====== Excerpt

Matthew Stewart FRS FRSE (1717–1785) was a Scottish mathematician and minister of the Church of Scotland.

==Life==

He was born in the manse at Rothesay, on the Isle of Bute, on 28 June 1717, the son of Rev Dugald Stewart, the local minister, and his wife, Janet Bannantyne.

He was educated at Rothesay Grammar School, then entered the University of Glasgow in 1734, where he studied under the philosopher Francis Hutcheson and the mathematician Robert Simson, the latter from whom he studied ancient geometry. A close friendship developed between Simson and Stewart, in part because of their mutual admiration of Pappus of Alexandria, which resulted in many curious communications with respect to the De Locis Planis of Apollonius of Perga and the Porisms of Euclid over the years. This correspondence suggests that Stewart spent several weeks in Glasgow starting May 1743 assisting Robert Simson in the production of his Apollonii Pergaei locorum planorum libri II, which was published in 1749.

However, his father persuaded him to enter the ministry (this was a normal father-son expectation in the ministry). He studied Divinity at Edinburgh University in the year 1742/43 also attending maths lectures under Colin Maclaurin. He was licensed by the Presbytery of the Church of Scotland of Dunoon in May 1744, and became a minister at Rosneath in Dunbartonshire one year later.

In 1746, following the death of Colin Maclaurin, the chair as Professor of Mathematics became vacant at Edinburgh University and just over one year later Stewart left the ministry to become Professor of Mathematics. Publication of his best known work, Some General Theorems of Considerable use in the Higher Parts of Mathematics may have helped him secure the post. This book extended some ideas of Robert Simson and is best known for proposition II, or what is now known as Stewart's theorem, which relates measurements on a triangle to an additional line through a vertex. Stewart also provided a solution to Kepler's problem using geometrical methods in 1756, and a book describing planetary motion and the perturbation of one planet on another in 1761, along with a supplement on the distance between the Sun and Earth in 1763, Tracts Physical and Mathematical and The Distance of the Sun from the Earth determined by the Theory of Gravity respectively. The latter work overestimated the distance by more than 25%, for which his geometrical method received some criticism for being oversimplified.

In 1772 his health began to deteriorate and his duties as professor at Edinburgh were initially shared, then taken over by, his son Dugald Stewart, who later became a prominent Scottish philosopher. Matthew ceased teaching in 1775 but continued to play a role in Edinburgh society, most notably being a joint founder of the Royal Society of Edinburgh in 1783.

==Family==

He married Marjory Stewart, a cousin.

He was father of the philosopher Dugald Stewart.

He was the father-in-law of the physician Patrick Miller FRSE (1782-1871) and grandfather of Colonel Matthew Stewart (c.1784-1851).

==Freemasonry==
Stewart was a Scottish Freemason. He was Initiated in Lodge Canongate Kilwinning, No. 2, on 28 November 1835. His son, the noted philosopher, Dugald Stewart (1753 - 1828) was also a member of this Lodge (1775).

==Death==
He died at Catrine, Ayrshire on 23 January 1785, but was buried at Greyfriars Kirkyard in central Edinburgh. As the burial was during a period of strict regulation of stones (effectively a ban) the grave is unmarked.

============

### What you will do
Retype the Matthew Stewart biography from "In 1772 his" to "Stewart, a cousin.", keeping every word and punctuation mark unchanged.

====== Information supplied

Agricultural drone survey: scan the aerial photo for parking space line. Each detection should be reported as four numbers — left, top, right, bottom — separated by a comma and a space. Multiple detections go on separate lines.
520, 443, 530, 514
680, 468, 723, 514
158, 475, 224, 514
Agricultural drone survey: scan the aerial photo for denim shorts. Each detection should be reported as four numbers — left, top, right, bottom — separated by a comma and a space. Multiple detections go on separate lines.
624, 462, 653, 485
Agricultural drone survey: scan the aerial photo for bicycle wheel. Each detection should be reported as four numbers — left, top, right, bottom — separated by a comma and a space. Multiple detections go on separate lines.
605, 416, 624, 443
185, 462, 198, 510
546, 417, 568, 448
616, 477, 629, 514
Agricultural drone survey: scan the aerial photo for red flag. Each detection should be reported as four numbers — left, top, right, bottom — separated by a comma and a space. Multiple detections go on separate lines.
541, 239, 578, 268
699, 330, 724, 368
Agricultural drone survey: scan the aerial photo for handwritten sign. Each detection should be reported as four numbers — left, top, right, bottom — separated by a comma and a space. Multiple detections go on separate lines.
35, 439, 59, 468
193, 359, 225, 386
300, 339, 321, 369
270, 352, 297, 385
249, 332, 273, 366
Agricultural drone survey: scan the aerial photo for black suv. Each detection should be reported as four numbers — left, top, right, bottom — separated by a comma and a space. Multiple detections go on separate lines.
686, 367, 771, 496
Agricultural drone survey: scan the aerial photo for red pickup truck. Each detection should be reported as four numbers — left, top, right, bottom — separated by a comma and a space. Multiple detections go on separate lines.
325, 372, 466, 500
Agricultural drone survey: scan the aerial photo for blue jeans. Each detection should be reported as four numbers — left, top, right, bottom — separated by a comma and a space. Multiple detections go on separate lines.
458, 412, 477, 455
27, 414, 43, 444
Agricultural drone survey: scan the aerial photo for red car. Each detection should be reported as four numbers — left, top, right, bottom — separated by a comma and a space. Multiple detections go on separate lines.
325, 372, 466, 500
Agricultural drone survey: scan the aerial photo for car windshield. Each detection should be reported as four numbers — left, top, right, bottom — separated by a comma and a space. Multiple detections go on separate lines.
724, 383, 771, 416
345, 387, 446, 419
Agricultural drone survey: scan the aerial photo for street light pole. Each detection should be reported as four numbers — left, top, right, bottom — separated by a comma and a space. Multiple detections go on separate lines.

============

### Result of the exercise
In 1772 his health began to deteriorate and his duties as professor at Edinburgh were initially shared, then taken over by, his son Dugald Stewart, who later became a prominent Scottish philosopher. Matthew ceased teaching in 1775 but continued to play a role in Edinburgh society, most notably being a joint founder of the Royal Society of Edinburgh in 1783.

==Family==

He married Marjory Stewart, a cousin.